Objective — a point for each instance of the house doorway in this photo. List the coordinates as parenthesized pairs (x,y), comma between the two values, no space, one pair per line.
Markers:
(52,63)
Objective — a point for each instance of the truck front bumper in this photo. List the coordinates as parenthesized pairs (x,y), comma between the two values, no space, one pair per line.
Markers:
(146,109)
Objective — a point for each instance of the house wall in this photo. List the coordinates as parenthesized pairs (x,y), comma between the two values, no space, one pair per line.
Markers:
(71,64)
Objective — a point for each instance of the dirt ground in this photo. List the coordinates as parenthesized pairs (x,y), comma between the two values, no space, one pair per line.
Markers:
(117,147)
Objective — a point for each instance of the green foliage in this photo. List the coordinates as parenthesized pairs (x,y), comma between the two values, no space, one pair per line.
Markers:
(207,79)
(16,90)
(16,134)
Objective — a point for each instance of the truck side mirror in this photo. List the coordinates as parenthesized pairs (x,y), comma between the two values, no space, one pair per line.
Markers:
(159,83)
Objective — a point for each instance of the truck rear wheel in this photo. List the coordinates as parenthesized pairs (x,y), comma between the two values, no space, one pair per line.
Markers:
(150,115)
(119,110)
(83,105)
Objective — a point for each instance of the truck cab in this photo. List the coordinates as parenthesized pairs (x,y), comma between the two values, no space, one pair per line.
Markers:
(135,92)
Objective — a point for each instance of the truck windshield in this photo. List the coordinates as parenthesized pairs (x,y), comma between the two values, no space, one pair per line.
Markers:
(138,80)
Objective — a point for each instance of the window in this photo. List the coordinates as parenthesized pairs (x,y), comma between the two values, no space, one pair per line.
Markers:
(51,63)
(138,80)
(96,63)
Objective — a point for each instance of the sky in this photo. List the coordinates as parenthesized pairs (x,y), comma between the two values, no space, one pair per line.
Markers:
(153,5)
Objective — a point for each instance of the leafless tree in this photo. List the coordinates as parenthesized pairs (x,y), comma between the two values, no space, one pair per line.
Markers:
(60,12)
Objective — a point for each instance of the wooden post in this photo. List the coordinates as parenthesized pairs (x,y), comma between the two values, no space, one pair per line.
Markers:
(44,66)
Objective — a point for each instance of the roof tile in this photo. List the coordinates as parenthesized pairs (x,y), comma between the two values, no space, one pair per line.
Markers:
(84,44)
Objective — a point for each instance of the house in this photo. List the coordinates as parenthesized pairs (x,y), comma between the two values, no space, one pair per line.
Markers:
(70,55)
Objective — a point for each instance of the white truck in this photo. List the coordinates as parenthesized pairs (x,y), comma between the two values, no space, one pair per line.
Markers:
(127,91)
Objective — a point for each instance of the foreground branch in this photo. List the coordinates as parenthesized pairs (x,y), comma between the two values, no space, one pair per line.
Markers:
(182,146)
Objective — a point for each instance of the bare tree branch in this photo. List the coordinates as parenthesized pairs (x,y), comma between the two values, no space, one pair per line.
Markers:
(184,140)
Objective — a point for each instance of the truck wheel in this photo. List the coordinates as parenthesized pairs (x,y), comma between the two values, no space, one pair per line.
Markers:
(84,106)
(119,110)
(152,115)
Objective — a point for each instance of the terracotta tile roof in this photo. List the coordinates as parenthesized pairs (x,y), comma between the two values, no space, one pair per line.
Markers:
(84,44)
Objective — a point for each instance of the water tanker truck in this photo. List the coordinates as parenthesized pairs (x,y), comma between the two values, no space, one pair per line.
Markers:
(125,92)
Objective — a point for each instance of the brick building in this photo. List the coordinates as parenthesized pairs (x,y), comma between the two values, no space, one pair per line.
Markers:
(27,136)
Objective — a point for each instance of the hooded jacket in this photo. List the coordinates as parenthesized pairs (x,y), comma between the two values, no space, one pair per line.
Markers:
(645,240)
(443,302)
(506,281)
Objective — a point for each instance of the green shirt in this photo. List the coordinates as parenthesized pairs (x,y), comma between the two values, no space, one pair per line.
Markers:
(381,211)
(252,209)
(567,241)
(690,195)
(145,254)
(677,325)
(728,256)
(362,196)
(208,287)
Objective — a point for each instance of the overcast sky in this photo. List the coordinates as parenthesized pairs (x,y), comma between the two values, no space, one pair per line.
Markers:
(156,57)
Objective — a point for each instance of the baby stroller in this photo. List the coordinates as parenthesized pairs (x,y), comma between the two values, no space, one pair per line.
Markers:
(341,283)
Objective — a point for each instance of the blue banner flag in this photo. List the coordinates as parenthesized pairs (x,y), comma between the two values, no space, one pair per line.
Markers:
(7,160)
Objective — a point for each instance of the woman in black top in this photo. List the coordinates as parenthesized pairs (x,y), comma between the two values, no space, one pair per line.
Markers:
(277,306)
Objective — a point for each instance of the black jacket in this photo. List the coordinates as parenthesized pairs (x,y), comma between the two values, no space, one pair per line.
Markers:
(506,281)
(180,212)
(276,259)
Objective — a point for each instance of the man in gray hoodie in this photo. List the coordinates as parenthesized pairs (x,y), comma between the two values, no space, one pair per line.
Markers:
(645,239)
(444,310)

*Set exercise*: Transcribe exactly, and only, the lines from the one bearing "Objective — a point for each instance of the baby" through the last line of the entries, counting both.

*Correct output*:
Objective — a point for each instance of the baby stroller in this photo. List the coordinates as parenthesized pairs (x,y), comma between the two values, no space, one pair per line.
Markers:
(341,283)
Objective — a point for each instance of the blue banner flag in this photo. List the coordinates as parenthesized pairs (x,y), comma between the two values, no space, one pair per line.
Markers:
(7,160)
Objective — a point for each instance of the woman in black top in this photo. List the coordinates as parenthesized pairs (x,y), comma between the two values, no space, one pair per line.
Markers:
(277,306)
Objective — a point for each instance of the black jacket in this photo. List the coordinates as parenthesized pairs (x,y), comma between the two values, no space, one pair per line.
Markers:
(506,281)
(180,212)
(276,259)
Objective — a point for each instance of the man in gray hoodie in this photo. List the coordinates as parenthesized pairs (x,y), comma between the two values, no space, one pair per line.
Markers:
(645,239)
(444,310)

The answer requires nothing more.